[PASSAGE SHOWN]:
* Start *

[DTensor] Fix slow sharding prop for stack by wconstab · Pull Request #169519 · pytorch/pytorch

wconstab · 2025-12-03T23:39:07Z

Stack from ghstack (oldest at bottom):

-> [DTensor] Fix slow sharding prop for stack #169519

As identified in the original issue, there is quadratic complexity in
the number of input tensors, due to an improperly written sharding prop
rule.

The previous code generated N output strategies for the stack op, one
based on each of the original N input strategies. However, Each of the
N output strategies was the same. The heuristic in the stack rule is to
find one of the N inputs and follow that one.

We now just generate one output strategy.

Fixes #169445

As identified in the original issue, there is quadratic complexity in the number of input tensors, due to an improperly written sharding prop rule. The previous code generated N output strategies for the stack op, one based on each of the original N input strategies. However, Each of the N output strategies was the same. The heuristic in the stack rule is to find one of the N inputs and follow that one. We now just generate one output strategy. Fixes #169445 [ghstack-poisoned]

pytorch-bot · 2025-12-03T23:39:10Z

🔗 Helpful Links

🧪 See artifacts and rendered test results at hud.pytorch.org/pr/169519

📄 Preview Python docs built from this PR
📄 Preview C++ docs built from this PR
❓ Need help or want to give feedback on the CI? Visit the bot commands wiki

Note: Links to docs will display an error until the docs builds have been completed.

* End *

[PROBLEM A]: Repeat the stretch of the pull request from "pytorch-bot · 2025-12-03T23:39:10Z" through "have been completed." word for word.

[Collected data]
* Start *

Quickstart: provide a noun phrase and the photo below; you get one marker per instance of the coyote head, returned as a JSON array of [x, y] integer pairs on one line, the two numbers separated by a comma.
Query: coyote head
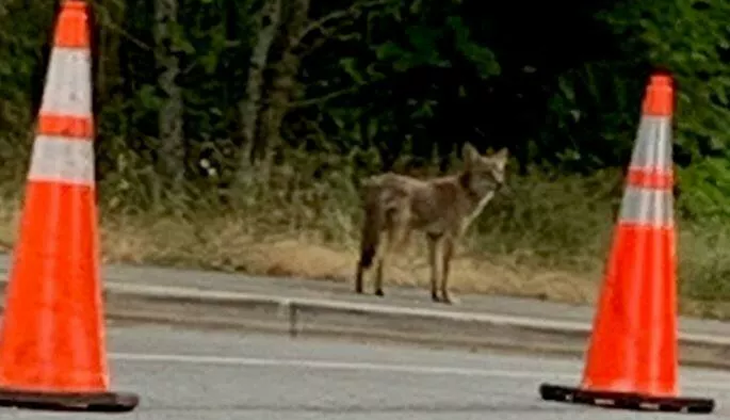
[[483, 175]]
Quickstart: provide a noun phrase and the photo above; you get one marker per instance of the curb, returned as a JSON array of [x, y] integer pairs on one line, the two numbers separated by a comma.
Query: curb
[[305, 317], [302, 317]]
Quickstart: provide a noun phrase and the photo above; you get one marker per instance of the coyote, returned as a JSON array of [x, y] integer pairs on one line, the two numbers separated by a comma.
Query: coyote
[[442, 208]]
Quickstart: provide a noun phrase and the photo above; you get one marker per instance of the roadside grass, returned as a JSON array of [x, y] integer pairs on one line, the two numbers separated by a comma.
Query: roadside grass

* End *

[PROBLEM B]: Please rewrite the whole listing above with "noun phrase" changed to "short phrase" wherever it occurs, keeping everything else the same, and leave the pictures out.

[WRITTEN RESPONSE A]:
pytorch-bot · 2025-12-03T23:39:10Z

🔗 Helpful Links

🧪 See artifacts and rendered test results at hud.pytorch.org/pr/169519

📄 Preview Python docs built from this PR
📄 Preview C++ docs built from this PR
❓ Need help or want to give feedback on the CI? Visit the bot commands wiki

Note: Links to docs will display an error until the docs builds have been completed.

[WRITTEN RESPONSE B]:
Quickstart: provide a short phrase and the photo below; you get one marker per instance of the coyote head, returned as a JSON array of [x, y] integer pairs on one line, the two numbers separated by a comma.
Query: coyote head
[[483, 175]]
Quickstart: provide a short phrase and the photo above; you get one marker per instance of the curb, returned as a JSON array of [x, y] integer pairs on one line, the two numbers separated by a comma.
Query: curb
[[305, 317], [302, 317]]
Quickstart: provide a short phrase and the photo above; you get one marker per instance of the coyote, returned as a JSON array of [x, y] integer pairs on one line, the two numbers separated by a comma.
Query: coyote
[[442, 208]]
Quickstart: provide a short phrase and the photo above; you get one marker per instance of the roadside grass, returned as a JSON array of [x, y] integer pairs on one line, the two numbers separated by a comma.
Query: roadside grass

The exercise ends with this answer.